**WHAT TO WORK ON**: Format each line of the records below as one item in a numbered list, and leave out any blank lines.
= = = = = = =
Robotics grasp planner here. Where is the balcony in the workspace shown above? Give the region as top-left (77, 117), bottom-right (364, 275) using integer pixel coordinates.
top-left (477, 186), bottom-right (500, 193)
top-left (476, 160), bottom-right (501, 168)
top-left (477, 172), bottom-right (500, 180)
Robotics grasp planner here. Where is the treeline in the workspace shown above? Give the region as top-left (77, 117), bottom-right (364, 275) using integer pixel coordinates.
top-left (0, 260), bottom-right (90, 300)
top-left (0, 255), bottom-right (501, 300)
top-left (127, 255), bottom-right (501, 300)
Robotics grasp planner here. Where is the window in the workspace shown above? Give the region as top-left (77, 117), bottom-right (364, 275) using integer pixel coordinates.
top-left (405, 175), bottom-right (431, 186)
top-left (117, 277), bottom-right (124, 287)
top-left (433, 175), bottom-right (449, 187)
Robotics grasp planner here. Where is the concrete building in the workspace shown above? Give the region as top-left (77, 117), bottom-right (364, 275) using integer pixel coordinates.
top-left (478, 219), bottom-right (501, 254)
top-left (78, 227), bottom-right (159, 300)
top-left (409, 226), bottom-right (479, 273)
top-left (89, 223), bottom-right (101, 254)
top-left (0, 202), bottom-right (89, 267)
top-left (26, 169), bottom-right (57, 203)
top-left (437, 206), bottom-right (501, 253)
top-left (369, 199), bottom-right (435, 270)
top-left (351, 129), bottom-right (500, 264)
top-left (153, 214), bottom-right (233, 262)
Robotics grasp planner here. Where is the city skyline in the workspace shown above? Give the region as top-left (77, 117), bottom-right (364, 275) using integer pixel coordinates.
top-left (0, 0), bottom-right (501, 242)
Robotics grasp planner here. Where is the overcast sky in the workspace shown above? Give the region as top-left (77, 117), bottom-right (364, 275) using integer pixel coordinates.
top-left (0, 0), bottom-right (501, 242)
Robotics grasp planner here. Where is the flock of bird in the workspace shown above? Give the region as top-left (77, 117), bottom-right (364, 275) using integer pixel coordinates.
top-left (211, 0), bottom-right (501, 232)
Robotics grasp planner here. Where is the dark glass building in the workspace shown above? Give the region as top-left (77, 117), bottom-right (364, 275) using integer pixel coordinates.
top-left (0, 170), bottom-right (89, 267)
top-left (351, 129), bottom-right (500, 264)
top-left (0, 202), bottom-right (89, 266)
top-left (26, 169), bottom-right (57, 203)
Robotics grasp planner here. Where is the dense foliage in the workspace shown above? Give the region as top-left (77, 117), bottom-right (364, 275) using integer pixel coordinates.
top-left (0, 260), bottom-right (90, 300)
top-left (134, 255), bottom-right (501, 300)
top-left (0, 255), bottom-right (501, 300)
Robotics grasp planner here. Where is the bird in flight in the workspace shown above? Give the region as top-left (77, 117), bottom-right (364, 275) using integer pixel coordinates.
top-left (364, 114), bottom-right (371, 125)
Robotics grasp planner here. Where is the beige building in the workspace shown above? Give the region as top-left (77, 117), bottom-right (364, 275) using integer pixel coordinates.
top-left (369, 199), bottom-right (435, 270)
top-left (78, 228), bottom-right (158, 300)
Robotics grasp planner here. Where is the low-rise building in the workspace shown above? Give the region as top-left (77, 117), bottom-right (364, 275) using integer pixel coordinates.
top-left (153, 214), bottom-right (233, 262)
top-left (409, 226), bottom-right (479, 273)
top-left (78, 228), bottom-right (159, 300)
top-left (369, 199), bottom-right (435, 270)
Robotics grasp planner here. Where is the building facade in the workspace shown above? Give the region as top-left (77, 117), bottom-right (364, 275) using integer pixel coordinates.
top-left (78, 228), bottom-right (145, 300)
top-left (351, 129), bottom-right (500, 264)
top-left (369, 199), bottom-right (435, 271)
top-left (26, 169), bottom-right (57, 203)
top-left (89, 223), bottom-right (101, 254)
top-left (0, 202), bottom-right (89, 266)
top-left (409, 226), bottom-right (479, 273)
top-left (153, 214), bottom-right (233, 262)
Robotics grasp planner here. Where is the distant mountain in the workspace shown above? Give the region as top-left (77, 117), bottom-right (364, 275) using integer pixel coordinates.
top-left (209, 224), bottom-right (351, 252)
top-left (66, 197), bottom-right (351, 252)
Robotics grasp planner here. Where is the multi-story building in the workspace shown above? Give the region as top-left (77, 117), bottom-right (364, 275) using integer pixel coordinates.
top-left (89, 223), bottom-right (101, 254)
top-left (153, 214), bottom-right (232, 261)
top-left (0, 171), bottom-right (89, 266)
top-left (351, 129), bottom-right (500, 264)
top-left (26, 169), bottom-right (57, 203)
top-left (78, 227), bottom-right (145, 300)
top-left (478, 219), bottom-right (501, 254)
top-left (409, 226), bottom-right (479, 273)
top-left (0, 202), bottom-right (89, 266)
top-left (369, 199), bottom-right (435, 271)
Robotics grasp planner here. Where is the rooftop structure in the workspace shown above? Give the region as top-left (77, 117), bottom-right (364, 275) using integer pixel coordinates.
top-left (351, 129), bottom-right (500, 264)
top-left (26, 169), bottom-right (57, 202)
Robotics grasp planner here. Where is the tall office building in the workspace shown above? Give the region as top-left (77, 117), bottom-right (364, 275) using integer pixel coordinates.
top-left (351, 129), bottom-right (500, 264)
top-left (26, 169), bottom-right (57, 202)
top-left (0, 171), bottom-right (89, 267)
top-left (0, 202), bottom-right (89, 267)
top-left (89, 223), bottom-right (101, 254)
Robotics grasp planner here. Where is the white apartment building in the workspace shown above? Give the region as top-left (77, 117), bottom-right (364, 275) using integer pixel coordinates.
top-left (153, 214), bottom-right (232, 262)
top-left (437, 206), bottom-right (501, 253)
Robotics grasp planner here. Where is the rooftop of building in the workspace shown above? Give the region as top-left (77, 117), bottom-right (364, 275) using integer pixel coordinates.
= = = = = = =
**FULL ANSWER**:
1. Robotics grasp planner here. Where is the balcony in the workspace shown above? Give the region as top-left (77, 117), bottom-right (364, 275) using integer pixel coordinates.
2. top-left (477, 186), bottom-right (500, 193)
3. top-left (476, 160), bottom-right (501, 168)
4. top-left (477, 172), bottom-right (500, 180)
5. Robotics grasp planner here. Where is the treeline in the workspace shown above? Give the region as top-left (77, 117), bottom-right (364, 275) using integer pixel coordinates.
6. top-left (0, 260), bottom-right (90, 300)
7. top-left (0, 255), bottom-right (501, 300)
8. top-left (127, 255), bottom-right (501, 300)
9. Robotics grasp planner here. Where is the window in the workspace shown above? Give the region as top-left (77, 117), bottom-right (364, 275) using integer pixel coordinates.
10. top-left (405, 175), bottom-right (431, 186)
11. top-left (117, 277), bottom-right (124, 287)
12. top-left (433, 175), bottom-right (449, 187)
13. Robotics grasp planner here. Where is the concrete building in the workspace shown above? Give the region as top-left (77, 117), bottom-right (364, 275) using integer pixel coordinates.
14. top-left (478, 219), bottom-right (501, 254)
15. top-left (78, 227), bottom-right (159, 300)
16. top-left (409, 226), bottom-right (479, 273)
17. top-left (89, 223), bottom-right (101, 254)
18. top-left (0, 202), bottom-right (89, 267)
19. top-left (26, 169), bottom-right (57, 203)
20. top-left (437, 206), bottom-right (501, 253)
21. top-left (369, 199), bottom-right (435, 270)
22. top-left (351, 129), bottom-right (500, 264)
23. top-left (153, 214), bottom-right (233, 262)
24. Robotics grasp planner here. Where is the city skyline in the workspace shown above? Give the region as top-left (77, 117), bottom-right (364, 275) using integer pixel coordinates.
25. top-left (0, 0), bottom-right (501, 242)
26. Robotics grasp planner here. Where is the overcast sky in the workspace shown above? Give the region as top-left (77, 117), bottom-right (364, 275) using integer pixel coordinates.
27. top-left (0, 0), bottom-right (501, 242)
28. Robotics grasp planner here. Where is the flock of bird in the workspace shown above? Give the region as top-left (77, 117), bottom-right (364, 275) using integer pixel coordinates.
29. top-left (211, 0), bottom-right (501, 232)
30. Robotics grasp planner here. Where is the dark glass building in the workspace shown above? Give the region as top-left (77, 117), bottom-right (364, 275) using integer pixel coordinates.
31. top-left (0, 170), bottom-right (89, 267)
32. top-left (351, 129), bottom-right (500, 264)
33. top-left (0, 202), bottom-right (89, 266)
34. top-left (26, 169), bottom-right (57, 203)
35. Robotics grasp planner here. Where is the dense foliage in the workspace shown above? Give the region as top-left (77, 117), bottom-right (364, 275) using integer pixel coordinates.
36. top-left (0, 260), bottom-right (90, 300)
37. top-left (134, 255), bottom-right (501, 300)
38. top-left (0, 255), bottom-right (501, 300)
39. Robotics grasp planner here. Where is the bird in flight in the workspace shown above? Give the region as top-left (77, 117), bottom-right (364, 275) using integer pixel coordinates.
40. top-left (364, 114), bottom-right (371, 125)
41. Robotics grasp planner here. Where is the beige building in the workspace shown above? Give the region as top-left (77, 117), bottom-right (364, 275) using integer pixel coordinates.
42. top-left (369, 199), bottom-right (435, 270)
43. top-left (78, 228), bottom-right (158, 300)
44. Robotics grasp planner here. Where is the low-rise building in the workspace shown above? Give the region as top-left (77, 117), bottom-right (364, 275) using integer pixel coordinates.
45. top-left (153, 214), bottom-right (233, 262)
46. top-left (409, 226), bottom-right (479, 273)
47. top-left (78, 228), bottom-right (159, 300)
48. top-left (369, 199), bottom-right (435, 270)
49. Robotics grasp planner here. Where is the building facade in the workspace shown above? Give the region as top-left (77, 117), bottom-right (364, 275) using integer pixel coordinates.
50. top-left (78, 228), bottom-right (145, 300)
51. top-left (351, 129), bottom-right (500, 264)
52. top-left (369, 199), bottom-right (435, 271)
53. top-left (26, 169), bottom-right (57, 203)
54. top-left (89, 223), bottom-right (101, 254)
55. top-left (0, 202), bottom-right (89, 266)
56. top-left (409, 226), bottom-right (479, 273)
57. top-left (153, 214), bottom-right (233, 262)
58. Robotics grasp planner here. Where is the distant mountain in the workspace shown above? Give the region as top-left (77, 117), bottom-right (364, 275) using integer pixel coordinates.
59. top-left (209, 224), bottom-right (351, 252)
60. top-left (66, 197), bottom-right (351, 252)
61. Robotics grasp planner here. Where is the multi-story building in the workspace shown above? Give the region as top-left (77, 117), bottom-right (364, 275) using integer pixel coordinates.
62. top-left (89, 223), bottom-right (101, 254)
63. top-left (153, 214), bottom-right (232, 261)
64. top-left (0, 171), bottom-right (89, 266)
65. top-left (351, 129), bottom-right (500, 264)
66. top-left (26, 169), bottom-right (57, 203)
67. top-left (78, 227), bottom-right (145, 300)
68. top-left (478, 219), bottom-right (501, 254)
69. top-left (409, 226), bottom-right (479, 273)
70. top-left (0, 202), bottom-right (89, 266)
71. top-left (369, 199), bottom-right (435, 271)
72. Robotics grasp planner here. Where is the rooftop structure in the workspace shown above? Give the region as top-left (77, 117), bottom-right (364, 275) using integer pixel coordinates.
73. top-left (351, 129), bottom-right (500, 264)
74. top-left (26, 169), bottom-right (57, 202)
75. Robotics grasp planner here. Where is the tall office building in the workspace shown above? Give the region as top-left (77, 117), bottom-right (364, 275) using integer pixel coordinates.
76. top-left (351, 129), bottom-right (500, 264)
77. top-left (26, 169), bottom-right (57, 202)
78. top-left (0, 171), bottom-right (89, 267)
79. top-left (0, 202), bottom-right (89, 267)
80. top-left (89, 223), bottom-right (101, 254)
81. Robotics grasp planner here. Where is the white apartment building in the workspace shown above? Give the region as top-left (77, 117), bottom-right (364, 275) using integer pixel coordinates.
82. top-left (153, 214), bottom-right (232, 262)
83. top-left (437, 206), bottom-right (501, 253)
84. Robotics grasp planner here. Where is the rooftop of building in the workspace shown above? Give the region as top-left (77, 117), bottom-right (364, 275) using integer pixel coordinates.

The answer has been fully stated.